### Data to examine

+++

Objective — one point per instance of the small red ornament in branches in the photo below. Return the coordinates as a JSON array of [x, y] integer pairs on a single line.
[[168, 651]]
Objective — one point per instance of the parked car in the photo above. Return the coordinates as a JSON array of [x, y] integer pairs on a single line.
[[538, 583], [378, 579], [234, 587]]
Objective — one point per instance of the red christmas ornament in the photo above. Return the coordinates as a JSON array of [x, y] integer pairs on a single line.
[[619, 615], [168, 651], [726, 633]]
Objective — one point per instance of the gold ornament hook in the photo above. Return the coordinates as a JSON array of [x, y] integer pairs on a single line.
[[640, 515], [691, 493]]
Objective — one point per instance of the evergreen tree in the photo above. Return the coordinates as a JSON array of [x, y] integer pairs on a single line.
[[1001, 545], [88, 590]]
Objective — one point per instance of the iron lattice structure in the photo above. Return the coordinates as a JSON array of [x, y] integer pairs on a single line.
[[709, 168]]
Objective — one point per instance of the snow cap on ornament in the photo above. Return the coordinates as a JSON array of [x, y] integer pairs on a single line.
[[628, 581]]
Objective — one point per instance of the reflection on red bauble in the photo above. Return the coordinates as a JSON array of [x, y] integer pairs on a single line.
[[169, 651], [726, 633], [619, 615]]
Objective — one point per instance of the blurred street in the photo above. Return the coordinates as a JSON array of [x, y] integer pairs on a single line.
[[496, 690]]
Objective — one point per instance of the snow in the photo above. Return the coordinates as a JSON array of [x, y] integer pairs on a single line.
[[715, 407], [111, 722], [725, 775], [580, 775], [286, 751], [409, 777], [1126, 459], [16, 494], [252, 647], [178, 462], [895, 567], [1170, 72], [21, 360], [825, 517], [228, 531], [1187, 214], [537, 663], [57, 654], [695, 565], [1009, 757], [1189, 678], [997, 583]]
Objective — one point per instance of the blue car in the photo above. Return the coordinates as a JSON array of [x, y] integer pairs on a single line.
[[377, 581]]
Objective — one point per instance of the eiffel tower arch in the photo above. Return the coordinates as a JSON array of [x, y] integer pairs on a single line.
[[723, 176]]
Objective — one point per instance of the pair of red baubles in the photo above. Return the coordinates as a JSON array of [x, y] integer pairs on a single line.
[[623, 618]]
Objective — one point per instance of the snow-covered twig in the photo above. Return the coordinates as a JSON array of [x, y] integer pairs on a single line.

+++

Every entry above should be retyped exactly as it appears.

Objective — one point per instance of the small red ornament in branches in the photo below. Return the coordinates as a JSON array of [x, y] integer pairs on a single line.
[[168, 651]]
Objective — one point per instance of the parked car in the photo above. Return the coordinates as a JSON array of [x, y] integer pairs on a single line.
[[538, 583], [378, 579], [234, 587]]
Objective — one point per instance of the red christmas ornament in the photo above. Return the coordinates as a JSON array of [x, y] integer pairs on a single line.
[[619, 615], [168, 651], [726, 633]]
Objective — one point per instance of the gold ornament hook in the photo above. Return the coordinates as a JSON array of [x, y] integer pairs on a single line.
[[640, 515], [691, 493]]
Objective — one point per instance of the evergreen tree in the photo above. Return the coordinates as a JSON array of [x, y] integer pairs on a single line.
[[1001, 545], [88, 590]]
Objective — one point per instance of the iron lattice structure in the photo above. Return the coordinates as a JSON array of [x, y] integer pairs on a single line.
[[709, 168]]
Objective — one point per instance of the snow cap on ornament in the photo above. Return the coordinates as a JSON array of [x, y] integer pairs on a single line.
[[628, 581]]
Objective — one point per instance of the reflection on red bauble in the photo above. Return the coordinates as a JSON array of [x, y] integer pairs on a single line.
[[169, 651], [726, 633], [619, 615]]
Objective — one point per instance of the blurred street in the photo above. Return the coordinates as a JSON array of [x, y] integer pairs on a single line.
[[496, 690]]
Objective — one point per instance of the snow in the photo above. Return the coordinates as a JSON array of [x, y] integer pairs on a single line.
[[715, 407], [111, 722], [725, 775], [580, 775], [286, 751], [409, 777], [1126, 459], [16, 494], [252, 647], [178, 462], [895, 567], [1170, 72], [21, 360], [825, 517], [228, 531], [1187, 214], [537, 663], [57, 654], [695, 565], [1009, 757], [1189, 678], [997, 583]]
Objective — one point per instance of the blue car in the photo above. Return the coordinates as a JSON array of [x, y] integer pairs on a single line.
[[377, 581]]
Objective — one point per instance of the eiffel tower arch in the photo above. Return the coordinates as a JSON array of [x, y] integer pairs on a single line.
[[723, 176]]
Objective — one point per instance of the pair of red baubles in the photo above. Return the coordinates as a JSON array of [x, y] integer pairs on a single line.
[[623, 618]]
Objective — one point per instance of the snow-covered twig in the photo above. Return the coordinates as a JSON array of [x, y] integer pairs on a single line.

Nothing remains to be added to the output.